Document segment.
// the find
trymirai/uzu
A high-performance inference engine for AI models
uzu is a Rust-based on-device inference engine targeting Apple Silicon via Metal, with bindings for Python, Swift, and TypeScript. It handles model downloading, KV cache, speculative decoding, structured output, and TTS in a single library. The target audience is iOS/macOS app developers who want to ship local LLM inference without depending on a cloud API.
1. Speculative decoding is a first-class feature with named presets (classification, summarization) — not something you bolt on later, and the README shows it cutting generation steps meaningfully. 2. The unified memory path on Apple Silicon is real: no CPU↔GPU copy overhead, which matters a lot for 7B+ models on MacBook. 3. Bindings across four languages share the same Rust core, so you're not getting a Python reimplementation that diverges from the Swift one. 4. Structured output via JSON schema grammar constraints is built in, not a prompt hack — the model is forced into valid JSON at the decode level.

Extracted information.
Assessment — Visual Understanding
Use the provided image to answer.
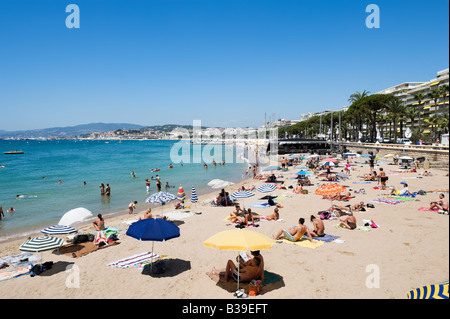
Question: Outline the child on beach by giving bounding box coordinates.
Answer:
[128,201,137,214]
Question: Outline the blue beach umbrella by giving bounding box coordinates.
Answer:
[256,184,277,193]
[41,225,78,235]
[126,218,180,274]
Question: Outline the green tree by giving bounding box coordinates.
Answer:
[386,97,406,143]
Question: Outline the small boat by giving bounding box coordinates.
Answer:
[3,151,23,154]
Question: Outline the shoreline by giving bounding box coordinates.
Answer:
[0,162,253,245]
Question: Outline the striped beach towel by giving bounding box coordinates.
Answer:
[108,251,160,269]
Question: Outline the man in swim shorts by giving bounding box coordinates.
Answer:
[273,218,313,242]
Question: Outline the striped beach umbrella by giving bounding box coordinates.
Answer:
[191,185,198,203]
[256,183,277,193]
[19,236,64,253]
[41,225,78,235]
[230,191,255,199]
[408,281,449,299]
[177,185,186,202]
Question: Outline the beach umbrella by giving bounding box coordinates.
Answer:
[126,218,180,276]
[230,191,255,200]
[19,236,64,268]
[256,184,277,193]
[177,185,186,202]
[262,166,281,172]
[212,181,234,188]
[58,207,93,226]
[320,162,336,167]
[41,225,78,235]
[203,229,275,289]
[408,281,449,299]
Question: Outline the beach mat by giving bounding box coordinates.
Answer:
[108,251,160,268]
[302,234,340,243]
[0,265,31,281]
[207,269,285,295]
[281,238,325,249]
[53,241,120,258]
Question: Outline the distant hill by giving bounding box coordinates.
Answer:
[0,123,143,138]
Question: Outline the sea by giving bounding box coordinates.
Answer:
[0,140,249,241]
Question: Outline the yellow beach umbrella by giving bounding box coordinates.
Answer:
[203,229,275,296]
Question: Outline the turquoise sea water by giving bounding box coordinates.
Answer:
[0,140,248,239]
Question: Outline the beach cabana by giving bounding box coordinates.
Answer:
[203,229,275,296]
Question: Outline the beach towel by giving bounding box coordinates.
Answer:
[108,251,160,269]
[281,238,325,249]
[248,201,270,208]
[335,224,371,232]
[3,252,41,268]
[163,212,194,220]
[418,207,439,212]
[59,241,120,258]
[0,265,31,281]
[302,234,340,243]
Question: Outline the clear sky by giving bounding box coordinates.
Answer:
[0,0,449,131]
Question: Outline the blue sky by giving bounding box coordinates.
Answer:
[0,0,449,131]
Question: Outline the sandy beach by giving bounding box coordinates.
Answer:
[0,159,449,300]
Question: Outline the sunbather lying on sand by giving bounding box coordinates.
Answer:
[273,218,313,242]
[339,215,356,230]
[430,194,448,212]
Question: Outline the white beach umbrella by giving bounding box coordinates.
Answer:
[58,207,93,226]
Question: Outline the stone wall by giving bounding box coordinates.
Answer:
[341,143,449,170]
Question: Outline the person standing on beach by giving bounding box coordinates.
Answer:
[98,183,105,195]
[128,201,137,214]
[145,178,151,193]
[93,214,105,231]
[156,175,161,192]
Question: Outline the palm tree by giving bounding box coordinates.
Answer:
[414,93,426,132]
[439,84,449,109]
[427,89,441,116]
[386,98,406,143]
[348,90,370,104]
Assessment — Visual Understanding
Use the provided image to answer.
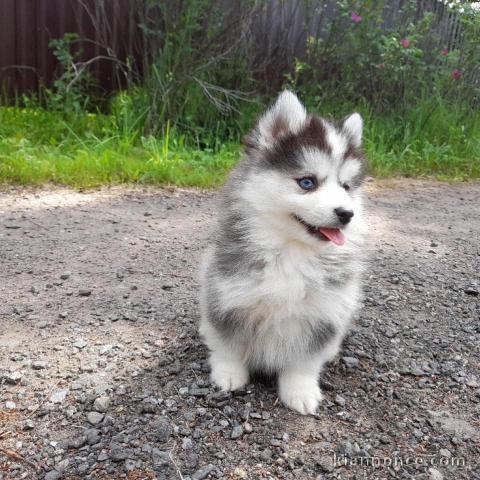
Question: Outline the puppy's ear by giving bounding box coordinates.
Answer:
[248,90,307,147]
[342,113,363,147]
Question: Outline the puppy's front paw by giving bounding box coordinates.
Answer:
[210,361,248,392]
[278,375,323,415]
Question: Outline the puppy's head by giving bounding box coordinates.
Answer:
[241,90,366,246]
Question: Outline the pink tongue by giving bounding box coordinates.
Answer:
[318,227,345,245]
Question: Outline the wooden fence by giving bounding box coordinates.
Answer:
[0,0,459,92]
[0,0,141,92]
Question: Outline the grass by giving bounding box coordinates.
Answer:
[0,100,480,188]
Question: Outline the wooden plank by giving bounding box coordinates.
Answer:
[15,0,38,91]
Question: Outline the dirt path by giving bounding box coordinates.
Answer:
[0,181,480,480]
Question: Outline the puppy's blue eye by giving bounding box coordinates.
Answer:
[297,177,317,190]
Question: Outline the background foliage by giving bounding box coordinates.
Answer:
[0,0,480,186]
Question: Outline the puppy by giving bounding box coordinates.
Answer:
[200,91,365,414]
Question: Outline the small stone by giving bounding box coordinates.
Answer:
[230,425,243,439]
[23,418,35,431]
[50,389,68,403]
[151,418,172,443]
[93,396,110,413]
[32,360,47,370]
[85,428,100,445]
[100,343,113,355]
[110,442,131,462]
[317,455,335,472]
[342,357,359,369]
[233,467,248,478]
[439,448,452,458]
[3,370,23,385]
[66,435,87,449]
[73,338,88,350]
[188,387,210,397]
[182,438,193,450]
[428,468,443,480]
[152,448,170,467]
[464,287,479,297]
[87,412,105,425]
[43,470,61,480]
[192,464,215,480]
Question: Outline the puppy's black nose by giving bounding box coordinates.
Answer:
[335,207,353,225]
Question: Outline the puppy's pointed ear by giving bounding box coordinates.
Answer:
[342,113,363,147]
[252,90,307,147]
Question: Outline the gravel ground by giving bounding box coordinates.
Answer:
[0,180,480,480]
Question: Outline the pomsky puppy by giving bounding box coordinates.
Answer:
[200,91,365,414]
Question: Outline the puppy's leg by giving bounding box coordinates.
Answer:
[210,347,249,392]
[278,342,339,415]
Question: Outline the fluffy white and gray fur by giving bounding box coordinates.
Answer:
[200,91,365,414]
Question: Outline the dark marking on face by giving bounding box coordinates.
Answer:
[264,116,332,173]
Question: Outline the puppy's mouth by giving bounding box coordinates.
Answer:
[293,215,345,246]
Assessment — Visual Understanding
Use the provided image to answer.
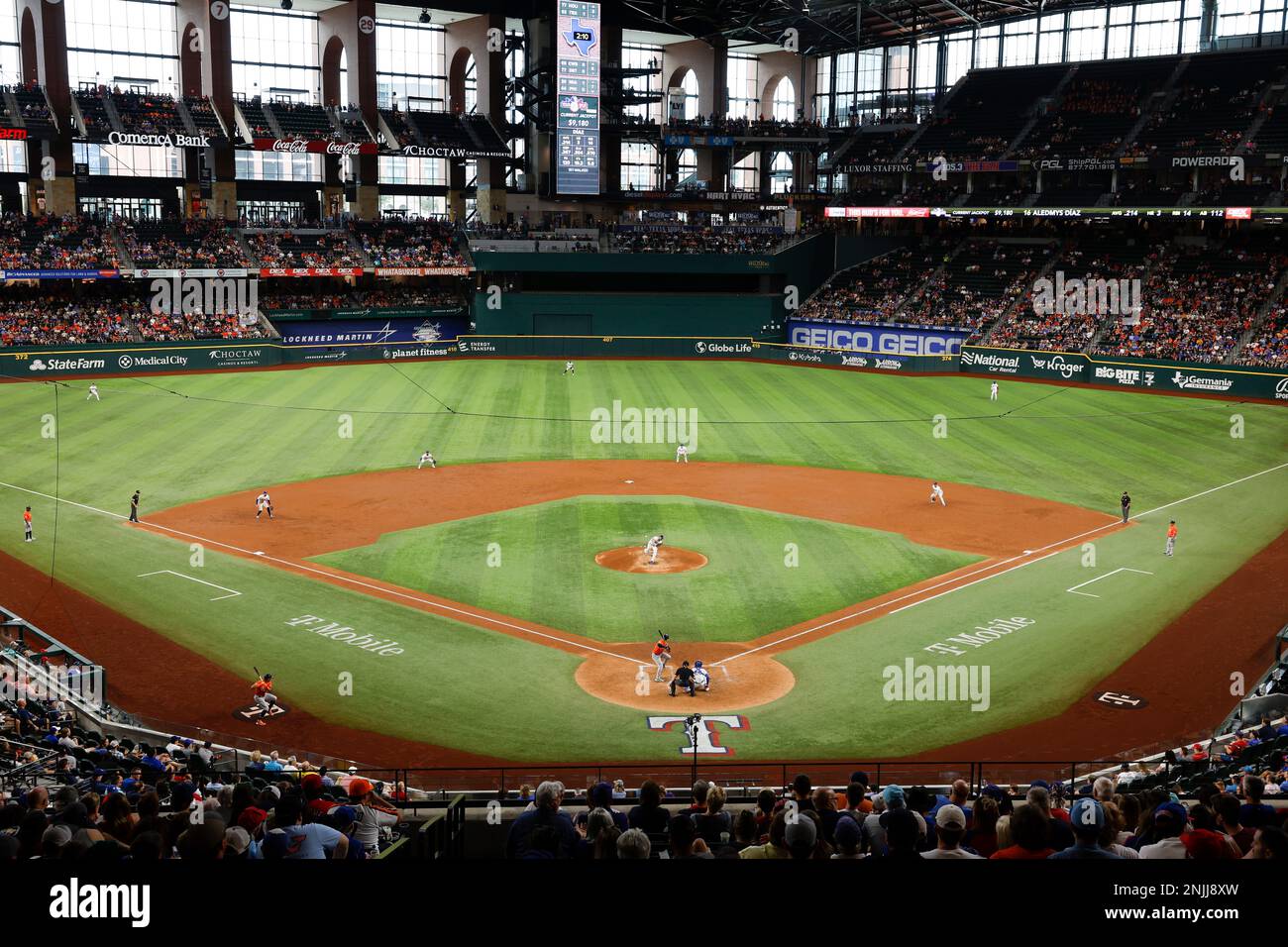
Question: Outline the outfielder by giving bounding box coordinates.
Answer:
[653,631,671,684]
[252,672,277,727]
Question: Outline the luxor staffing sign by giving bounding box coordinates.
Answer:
[555,0,600,194]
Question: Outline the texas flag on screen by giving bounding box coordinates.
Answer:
[563,17,599,56]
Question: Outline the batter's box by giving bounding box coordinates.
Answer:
[1065,566,1154,598]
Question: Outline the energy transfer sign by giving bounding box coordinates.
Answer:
[555,0,600,194]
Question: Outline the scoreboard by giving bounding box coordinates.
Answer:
[555,0,600,194]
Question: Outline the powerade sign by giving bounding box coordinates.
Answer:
[277,318,465,346]
[787,320,970,356]
[958,346,1288,402]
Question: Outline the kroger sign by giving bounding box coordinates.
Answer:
[789,322,969,356]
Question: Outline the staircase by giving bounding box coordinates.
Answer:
[1224,269,1288,365]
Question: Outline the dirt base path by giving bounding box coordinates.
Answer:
[141,460,1120,711]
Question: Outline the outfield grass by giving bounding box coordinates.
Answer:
[0,361,1288,760]
[316,496,982,642]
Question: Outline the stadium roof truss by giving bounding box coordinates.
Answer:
[619,0,1148,55]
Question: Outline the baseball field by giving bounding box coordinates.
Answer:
[0,360,1288,766]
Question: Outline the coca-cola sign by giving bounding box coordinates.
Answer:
[254,138,376,155]
[107,132,210,149]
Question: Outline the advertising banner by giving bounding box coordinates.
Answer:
[0,269,121,279]
[787,320,970,356]
[253,138,378,156]
[960,346,1288,403]
[276,316,468,346]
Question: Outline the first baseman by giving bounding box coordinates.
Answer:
[653,631,671,684]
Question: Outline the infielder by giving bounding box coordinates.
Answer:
[653,631,671,684]
[252,674,277,727]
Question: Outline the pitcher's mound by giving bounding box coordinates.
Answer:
[595,546,707,574]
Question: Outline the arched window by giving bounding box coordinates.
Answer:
[773,76,796,121]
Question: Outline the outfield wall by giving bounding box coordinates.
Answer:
[960,346,1288,402]
[0,334,1288,404]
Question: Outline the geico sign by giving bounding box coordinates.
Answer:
[791,326,962,356]
[107,132,210,149]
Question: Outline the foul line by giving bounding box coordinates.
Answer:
[136,570,241,601]
[0,480,638,665]
[1065,566,1154,598]
[715,464,1288,665]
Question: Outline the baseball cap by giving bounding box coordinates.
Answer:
[237,805,268,832]
[1069,798,1105,835]
[785,815,813,847]
[224,826,250,854]
[832,815,859,845]
[935,802,966,828]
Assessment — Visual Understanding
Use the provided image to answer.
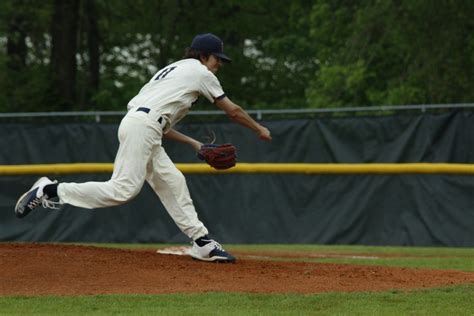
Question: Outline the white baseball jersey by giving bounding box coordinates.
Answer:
[128,58,225,132]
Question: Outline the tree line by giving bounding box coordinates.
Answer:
[0,0,474,112]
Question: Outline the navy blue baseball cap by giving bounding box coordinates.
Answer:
[191,33,232,63]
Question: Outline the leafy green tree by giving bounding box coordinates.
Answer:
[306,0,474,107]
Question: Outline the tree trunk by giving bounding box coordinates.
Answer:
[7,14,27,71]
[84,0,100,106]
[51,0,80,110]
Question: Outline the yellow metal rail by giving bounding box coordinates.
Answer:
[0,163,474,175]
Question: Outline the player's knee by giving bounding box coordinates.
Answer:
[110,182,143,203]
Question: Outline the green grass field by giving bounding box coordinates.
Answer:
[0,245,474,315]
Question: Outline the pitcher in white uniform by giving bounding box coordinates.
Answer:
[15,33,271,262]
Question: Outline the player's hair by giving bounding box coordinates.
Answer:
[183,47,212,61]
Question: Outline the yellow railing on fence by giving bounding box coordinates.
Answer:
[0,163,474,175]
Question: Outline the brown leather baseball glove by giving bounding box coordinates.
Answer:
[197,143,237,170]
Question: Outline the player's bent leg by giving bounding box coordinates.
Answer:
[147,147,208,240]
[58,179,144,209]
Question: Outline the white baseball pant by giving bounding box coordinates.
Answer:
[58,109,208,240]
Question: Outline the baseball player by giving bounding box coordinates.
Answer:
[15,33,271,262]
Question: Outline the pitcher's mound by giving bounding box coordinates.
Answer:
[0,244,474,296]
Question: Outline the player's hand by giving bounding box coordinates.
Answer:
[258,126,272,141]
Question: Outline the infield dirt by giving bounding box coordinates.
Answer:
[0,243,474,296]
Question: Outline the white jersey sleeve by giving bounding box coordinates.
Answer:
[199,71,225,103]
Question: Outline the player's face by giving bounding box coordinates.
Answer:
[203,55,222,74]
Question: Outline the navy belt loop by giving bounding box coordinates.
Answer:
[137,107,163,124]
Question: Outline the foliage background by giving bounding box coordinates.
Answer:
[0,0,474,112]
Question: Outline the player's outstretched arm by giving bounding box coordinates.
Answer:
[215,97,272,141]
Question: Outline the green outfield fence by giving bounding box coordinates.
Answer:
[0,163,474,175]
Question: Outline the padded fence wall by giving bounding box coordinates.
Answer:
[0,112,474,247]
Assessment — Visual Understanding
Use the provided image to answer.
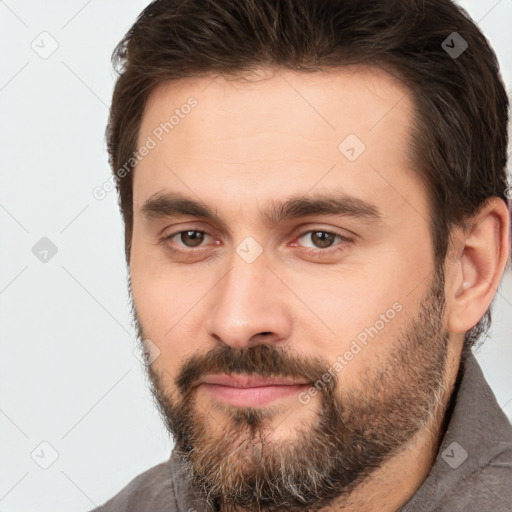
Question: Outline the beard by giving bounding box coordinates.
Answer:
[130,268,448,512]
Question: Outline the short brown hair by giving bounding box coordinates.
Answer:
[106,0,509,346]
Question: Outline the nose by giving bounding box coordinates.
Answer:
[206,250,293,348]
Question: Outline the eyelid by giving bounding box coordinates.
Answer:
[160,227,354,255]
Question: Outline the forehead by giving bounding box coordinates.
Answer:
[134,67,421,228]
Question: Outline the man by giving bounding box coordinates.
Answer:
[94,0,512,512]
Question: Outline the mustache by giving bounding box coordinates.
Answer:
[175,344,337,395]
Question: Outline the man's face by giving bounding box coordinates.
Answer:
[130,68,454,510]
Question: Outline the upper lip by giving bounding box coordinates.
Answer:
[200,375,309,388]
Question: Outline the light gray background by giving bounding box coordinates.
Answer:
[0,0,512,512]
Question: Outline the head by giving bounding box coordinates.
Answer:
[107,0,510,510]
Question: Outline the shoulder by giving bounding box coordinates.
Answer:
[94,461,178,512]
[436,442,512,512]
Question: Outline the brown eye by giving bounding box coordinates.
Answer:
[300,231,344,249]
[179,231,205,247]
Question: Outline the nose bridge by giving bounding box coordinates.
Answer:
[208,248,291,347]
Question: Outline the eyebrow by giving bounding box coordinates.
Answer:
[141,191,382,227]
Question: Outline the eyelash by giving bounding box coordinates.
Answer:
[160,229,353,256]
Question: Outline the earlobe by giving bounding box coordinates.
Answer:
[447,197,510,333]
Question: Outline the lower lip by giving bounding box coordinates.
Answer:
[200,383,309,407]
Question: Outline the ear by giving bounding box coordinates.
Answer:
[446,197,510,333]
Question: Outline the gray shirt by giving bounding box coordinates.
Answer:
[95,353,512,512]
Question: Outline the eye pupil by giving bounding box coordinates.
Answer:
[311,231,333,248]
[180,231,204,247]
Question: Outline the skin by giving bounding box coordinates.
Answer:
[130,68,510,511]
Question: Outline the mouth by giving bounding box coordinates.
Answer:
[199,375,311,407]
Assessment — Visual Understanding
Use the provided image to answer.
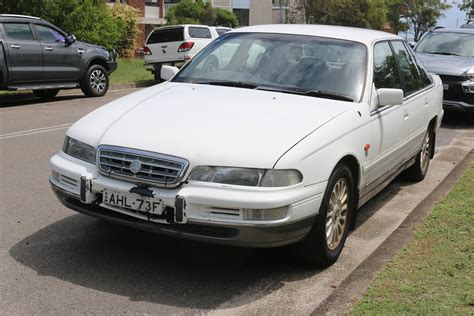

What the task requires.
Can you extend the write-up on the uzu inference engine from its last sentence onward? The items play no part in what follows.

Exercise output.
1. Apple-only. The Metal backend is the only real accelerated path; non-Apple hardware gets a CPU fallback that will be unusably slow for anything beyond toy models. The repo markets itself as a general inference engine but is effectively an Apple Silicon library. 2. No published benchmarks against llama.cpp or MLX — the README gestures at 'high-performance' but gives no numbers you can compare. The benchmark directory exists but results aren't in the docs. 3. The Rust crate is not published to crates.io; you depend on a git branch. That's fine for experimentation, but it means no semver guarantees and your lockfile will silently drift if the branch moves. 4. Model support is gated through their own registry at trymirai.com/models, not a standard GGUF/ONNX/SafeTensors path. You can't just point it at an arbitrary HuggingFace model — you're dependent on them having added it.